Step 10 - Chicken Fat Butter (and frozen stock)

The best idea ever! Take your 2 bowls of stock from the fridge. Skim off most of the layer of chicken fat and goodness that covers the top. Leave some for soup- it's important for flavor and to fill you up. Put the fat into a small container to store in the fridge. Use it like you would olive oil to saute veggies, cook your morning eggs or on fresh bread.

* Take half of your chicken stock and save it for later. Freezer zip lock bags work well and can be frozen into flat packets to save space. (You can use it to make a different soup, for example add a can of coconut milk, the chicken you just froze, another squeezed lime, some rice... Yum.)



Step 11- FINALLY - Chicken Soup!

Yes, you could put all of this in a pot and cook it up at once. I'm picky about the texture of my veggies and pasta and don't want them mushy so I do them separately.

So here's the long way...

In stock pot, boil water for 1/2 box Penne pasta and cook as directed for al dente. Strain and set aside in strainer.

In a small saucepan on low heat, saute' 1/2 chopped onion in 1T chicken fat butter (or olive oil) for 10 minutes. Add 1/2 cup wine (if there's any left. If not open another bottle, it's a new day in quarantine...) and cook down for another 5-10 min.

Take the remaining stock and pour it back into the stock pot, bring to low boil. Add remaining 2-3 Carrots (chopped into 1inch chunks) and 2-3 Celery stalks (chopped into 1inch chunks) Add salt and pepper to taste and cook until carrots are firm but not crunchy. Add the final portion of chopped chicken from Step 7 as well as the Penne or noodles. Cook one minute until piping hot and serve. Garnish with a little fresh parsley and serve with hot loaf of bread (and your special Chicken Fat Butter!

*Take 1/2 of the soup aside to cool and freeze for dinner another night.





Success!! Your final results will feed you and your friends for a couple weeks!

====================

**Problem**
Can you reproduce the chicken soup recipe passage word for word, everything from "Take the remaining" down to "dinner another night."?

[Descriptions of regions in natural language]
====================

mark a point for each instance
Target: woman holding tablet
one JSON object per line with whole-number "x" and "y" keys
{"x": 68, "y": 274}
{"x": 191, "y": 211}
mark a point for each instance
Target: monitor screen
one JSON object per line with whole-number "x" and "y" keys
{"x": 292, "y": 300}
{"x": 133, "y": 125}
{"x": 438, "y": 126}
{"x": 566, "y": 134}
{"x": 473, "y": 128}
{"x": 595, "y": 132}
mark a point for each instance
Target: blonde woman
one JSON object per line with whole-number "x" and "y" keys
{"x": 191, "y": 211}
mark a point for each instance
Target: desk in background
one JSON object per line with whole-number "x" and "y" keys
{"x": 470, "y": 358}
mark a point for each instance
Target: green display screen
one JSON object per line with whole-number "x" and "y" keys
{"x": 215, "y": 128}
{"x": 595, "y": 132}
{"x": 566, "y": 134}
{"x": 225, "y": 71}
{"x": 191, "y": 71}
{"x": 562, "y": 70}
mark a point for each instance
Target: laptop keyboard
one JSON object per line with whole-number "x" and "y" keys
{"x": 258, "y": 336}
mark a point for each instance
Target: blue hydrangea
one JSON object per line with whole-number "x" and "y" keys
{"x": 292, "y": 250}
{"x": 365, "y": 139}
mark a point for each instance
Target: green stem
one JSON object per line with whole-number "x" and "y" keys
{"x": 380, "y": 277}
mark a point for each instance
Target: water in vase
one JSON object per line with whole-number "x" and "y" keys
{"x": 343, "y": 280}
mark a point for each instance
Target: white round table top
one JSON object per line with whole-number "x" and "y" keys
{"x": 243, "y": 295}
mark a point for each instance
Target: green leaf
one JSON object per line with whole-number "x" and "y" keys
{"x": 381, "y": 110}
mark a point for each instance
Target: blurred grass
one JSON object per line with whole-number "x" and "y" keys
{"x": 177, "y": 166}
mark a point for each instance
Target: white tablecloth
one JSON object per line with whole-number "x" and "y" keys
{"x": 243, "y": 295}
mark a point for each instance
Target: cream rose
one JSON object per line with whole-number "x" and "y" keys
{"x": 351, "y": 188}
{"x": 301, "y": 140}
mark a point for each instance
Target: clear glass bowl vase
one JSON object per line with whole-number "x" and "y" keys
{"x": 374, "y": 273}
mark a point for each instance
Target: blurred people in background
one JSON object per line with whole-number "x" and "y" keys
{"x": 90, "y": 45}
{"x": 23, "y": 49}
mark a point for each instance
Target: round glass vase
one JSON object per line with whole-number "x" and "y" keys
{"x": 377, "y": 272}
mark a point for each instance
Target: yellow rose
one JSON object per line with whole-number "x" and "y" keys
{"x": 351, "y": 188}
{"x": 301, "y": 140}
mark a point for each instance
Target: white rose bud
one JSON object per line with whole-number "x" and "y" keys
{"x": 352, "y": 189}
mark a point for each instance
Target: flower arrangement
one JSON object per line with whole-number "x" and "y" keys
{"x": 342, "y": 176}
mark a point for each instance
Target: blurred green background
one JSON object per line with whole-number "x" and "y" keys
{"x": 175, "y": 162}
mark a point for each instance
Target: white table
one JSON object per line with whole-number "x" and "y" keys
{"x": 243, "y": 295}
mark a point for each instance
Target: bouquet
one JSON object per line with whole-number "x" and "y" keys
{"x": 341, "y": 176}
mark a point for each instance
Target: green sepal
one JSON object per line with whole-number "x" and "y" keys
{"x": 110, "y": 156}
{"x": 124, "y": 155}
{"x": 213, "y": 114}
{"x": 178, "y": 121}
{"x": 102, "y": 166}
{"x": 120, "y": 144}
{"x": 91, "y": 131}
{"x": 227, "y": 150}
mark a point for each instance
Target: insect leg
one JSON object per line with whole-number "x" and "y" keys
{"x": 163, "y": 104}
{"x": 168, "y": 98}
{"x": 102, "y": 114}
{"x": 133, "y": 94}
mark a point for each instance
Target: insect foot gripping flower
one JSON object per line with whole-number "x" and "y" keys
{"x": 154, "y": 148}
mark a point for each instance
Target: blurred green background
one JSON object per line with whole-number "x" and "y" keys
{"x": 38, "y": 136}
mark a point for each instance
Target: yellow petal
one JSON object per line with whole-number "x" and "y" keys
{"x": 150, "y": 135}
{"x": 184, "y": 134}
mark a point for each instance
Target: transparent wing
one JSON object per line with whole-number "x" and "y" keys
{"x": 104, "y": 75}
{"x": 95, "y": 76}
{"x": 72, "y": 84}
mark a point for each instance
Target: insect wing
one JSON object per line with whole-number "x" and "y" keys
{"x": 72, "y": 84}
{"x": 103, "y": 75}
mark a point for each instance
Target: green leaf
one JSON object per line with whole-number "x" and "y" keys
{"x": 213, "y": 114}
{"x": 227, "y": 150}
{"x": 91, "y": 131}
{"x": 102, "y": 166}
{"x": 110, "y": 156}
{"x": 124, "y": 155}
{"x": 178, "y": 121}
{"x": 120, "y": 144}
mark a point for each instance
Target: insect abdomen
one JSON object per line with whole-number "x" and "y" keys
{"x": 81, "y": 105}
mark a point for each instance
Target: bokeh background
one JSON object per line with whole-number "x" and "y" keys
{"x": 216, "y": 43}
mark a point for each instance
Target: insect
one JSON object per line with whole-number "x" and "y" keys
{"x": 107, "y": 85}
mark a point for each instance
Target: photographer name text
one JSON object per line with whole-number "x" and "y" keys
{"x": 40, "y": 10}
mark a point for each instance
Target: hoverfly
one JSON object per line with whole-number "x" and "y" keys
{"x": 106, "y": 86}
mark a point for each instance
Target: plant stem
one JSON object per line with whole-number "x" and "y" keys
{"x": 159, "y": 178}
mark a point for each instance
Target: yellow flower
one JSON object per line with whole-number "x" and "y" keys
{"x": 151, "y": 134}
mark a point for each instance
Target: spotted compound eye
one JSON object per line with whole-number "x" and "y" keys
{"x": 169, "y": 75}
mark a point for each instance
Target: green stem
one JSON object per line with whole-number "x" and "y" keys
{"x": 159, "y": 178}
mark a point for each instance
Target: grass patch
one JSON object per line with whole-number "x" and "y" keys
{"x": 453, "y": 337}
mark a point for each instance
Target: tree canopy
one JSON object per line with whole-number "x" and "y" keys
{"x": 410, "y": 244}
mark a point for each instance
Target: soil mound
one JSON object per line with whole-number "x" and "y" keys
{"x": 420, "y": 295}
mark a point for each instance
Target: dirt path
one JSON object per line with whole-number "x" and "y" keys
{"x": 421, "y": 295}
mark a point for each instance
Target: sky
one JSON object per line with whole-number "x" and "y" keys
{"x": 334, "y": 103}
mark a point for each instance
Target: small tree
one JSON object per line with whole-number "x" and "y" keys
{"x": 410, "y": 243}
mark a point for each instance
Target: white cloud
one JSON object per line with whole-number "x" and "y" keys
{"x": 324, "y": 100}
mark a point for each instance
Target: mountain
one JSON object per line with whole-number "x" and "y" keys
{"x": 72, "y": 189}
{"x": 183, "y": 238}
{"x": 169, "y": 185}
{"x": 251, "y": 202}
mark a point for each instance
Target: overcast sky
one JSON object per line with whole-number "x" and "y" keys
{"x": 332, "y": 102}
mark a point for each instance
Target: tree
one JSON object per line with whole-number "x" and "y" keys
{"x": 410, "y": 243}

====================

**Answer space**
Take the remaining stock and pour it back into the stock pot, bring to low boil. Add remaining 2-3 Carrots (chopped into 1inch chunks) and 2-3 Celery stalks (chopped into 1inch chunks) Add salt and pepper to taste and cook until carrots are firm but not crunchy. Add the final portion of chopped chicken from Step 7 as well as the Penne or noodles. Cook one minute until piping hot and serve. Garnish with a little fresh parsley and serve with hot loaf of bread (and your special Chicken Fat Butter!

*Take 1/2 of the soup aside to cool and freeze for dinner another night.